Als Zuschauer wird man sofort auf Marilyns Seite gezogen – was natürlich auch an Clarks Erzählperspektive liegt. Zwar kann man stellenweise verstehen, dass Laurence Olivier sich über ihre schlechte Leistung beschwert, aber es wird auch erklärt, weshalb sie sich so unsicher fühlt. Man möchte in keiner Situation mit ihr tauschen. Sei es bei ihrer Ankunft am Flughafen, wo sie von Fotografenscharen und Presseleuten empfangen wird oder als die Fans ihr bei einem Einkaufsbummel in London quasi die Luft rauben. Vielleicht hatte sie gehofft, dass sie in England – so weit von ihrer Heimat entfernt – etwas Abstand von dem Trubel rund um ihre Person gewinnt und ein normaleres Leben führen kann, doch weit gefehlt. Sie merkt sofort, dass man sie nicht ernst nimmt und dass nicht mal ihr Mann auf ihrer Seite ist. Zwar erhält sie Zuspruch von Sibyl Thorndike und ihrer Mentorin Paula, dennoch fühlt sie sich verloren. Da ist es fast schon nachvollziehbar, dass sie zu Tabletten greift, um den seelischen Schmerz zu betäuben.

= AUFGABENSTELLUNG =
1. Von wem erhält Marilyn laut dem Text über Marilyn Zuspruch?
2. Setze den Text über Marilyn im Anschluss an seinen letzten Satz fort.

= GEGEBENE DATEN =
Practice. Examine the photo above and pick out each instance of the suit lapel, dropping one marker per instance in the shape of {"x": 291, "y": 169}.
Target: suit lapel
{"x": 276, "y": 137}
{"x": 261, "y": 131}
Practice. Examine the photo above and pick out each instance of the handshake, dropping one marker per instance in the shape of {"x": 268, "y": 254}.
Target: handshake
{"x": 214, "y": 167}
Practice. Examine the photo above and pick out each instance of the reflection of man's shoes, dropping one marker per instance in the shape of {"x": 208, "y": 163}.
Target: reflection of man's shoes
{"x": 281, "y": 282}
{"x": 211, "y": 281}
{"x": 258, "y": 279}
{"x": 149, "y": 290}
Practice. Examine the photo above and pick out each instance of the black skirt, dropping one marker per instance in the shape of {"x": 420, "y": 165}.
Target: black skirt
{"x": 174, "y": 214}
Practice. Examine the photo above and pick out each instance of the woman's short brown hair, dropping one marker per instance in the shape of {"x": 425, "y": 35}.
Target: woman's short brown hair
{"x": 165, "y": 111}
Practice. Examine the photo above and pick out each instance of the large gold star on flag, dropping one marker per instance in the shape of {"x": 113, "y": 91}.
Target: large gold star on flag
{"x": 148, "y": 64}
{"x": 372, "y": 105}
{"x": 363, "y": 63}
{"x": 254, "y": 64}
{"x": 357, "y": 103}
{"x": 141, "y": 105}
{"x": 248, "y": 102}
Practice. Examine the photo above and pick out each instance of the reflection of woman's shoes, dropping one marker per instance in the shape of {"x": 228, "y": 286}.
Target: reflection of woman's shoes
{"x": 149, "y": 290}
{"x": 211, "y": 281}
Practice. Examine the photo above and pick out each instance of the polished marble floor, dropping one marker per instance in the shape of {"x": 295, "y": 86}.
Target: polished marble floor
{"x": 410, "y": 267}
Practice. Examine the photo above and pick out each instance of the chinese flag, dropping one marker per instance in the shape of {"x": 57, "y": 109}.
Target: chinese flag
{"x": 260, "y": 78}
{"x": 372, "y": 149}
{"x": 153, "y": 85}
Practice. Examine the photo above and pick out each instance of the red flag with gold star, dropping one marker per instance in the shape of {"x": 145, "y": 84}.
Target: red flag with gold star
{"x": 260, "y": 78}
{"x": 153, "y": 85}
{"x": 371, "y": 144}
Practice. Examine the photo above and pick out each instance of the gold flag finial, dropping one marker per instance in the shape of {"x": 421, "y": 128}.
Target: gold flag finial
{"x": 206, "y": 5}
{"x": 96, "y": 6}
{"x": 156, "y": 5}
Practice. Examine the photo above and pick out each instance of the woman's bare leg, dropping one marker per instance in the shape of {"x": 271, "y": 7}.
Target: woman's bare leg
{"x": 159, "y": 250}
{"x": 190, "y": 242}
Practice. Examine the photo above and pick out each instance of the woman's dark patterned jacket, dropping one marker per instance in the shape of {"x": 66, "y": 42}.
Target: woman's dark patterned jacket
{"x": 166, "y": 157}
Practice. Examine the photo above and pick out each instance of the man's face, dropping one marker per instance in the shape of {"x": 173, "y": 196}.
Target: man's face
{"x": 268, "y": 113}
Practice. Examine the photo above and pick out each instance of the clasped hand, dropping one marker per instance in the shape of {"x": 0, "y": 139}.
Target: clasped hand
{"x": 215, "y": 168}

= ERGEBNISSE =
1. Von Sibyl Thorndike und ihrer Mentorin Paula.

2.
Entsprechend erleichtert ist man, wenn die Szenen kommen, in denen sie mit Colin zusammen ist. Er scheint sie zu verstehen und auch wenn er sie vergöttert, sieht er sie nicht als ein Objekt an. Er macht sich aufrichtig Sorgen um sie und verteidigt sie vor ihren Beratern und all jenen, die meinen, sich in ihr Leben einmischen zu müssen. Redmayne spielt diese Rolle des Colin Clark sehr charmant. Man ahnt zwar, dass Clark sich die Finger verbrennen wird, aber gleichzeitig ist man ihm fast schon dankbar, dass er sich um Marilyn kümmert. Er scheint genau das zu verkörpern, was sich Marilyn insgeheim wünscht – ein normales Leben, abgeschieden von Agenten, Fotografen und den Medien. Doch sie hat zu lange und zu hart dafür gearbeitet, dieses Leben hinter sich zu lassen.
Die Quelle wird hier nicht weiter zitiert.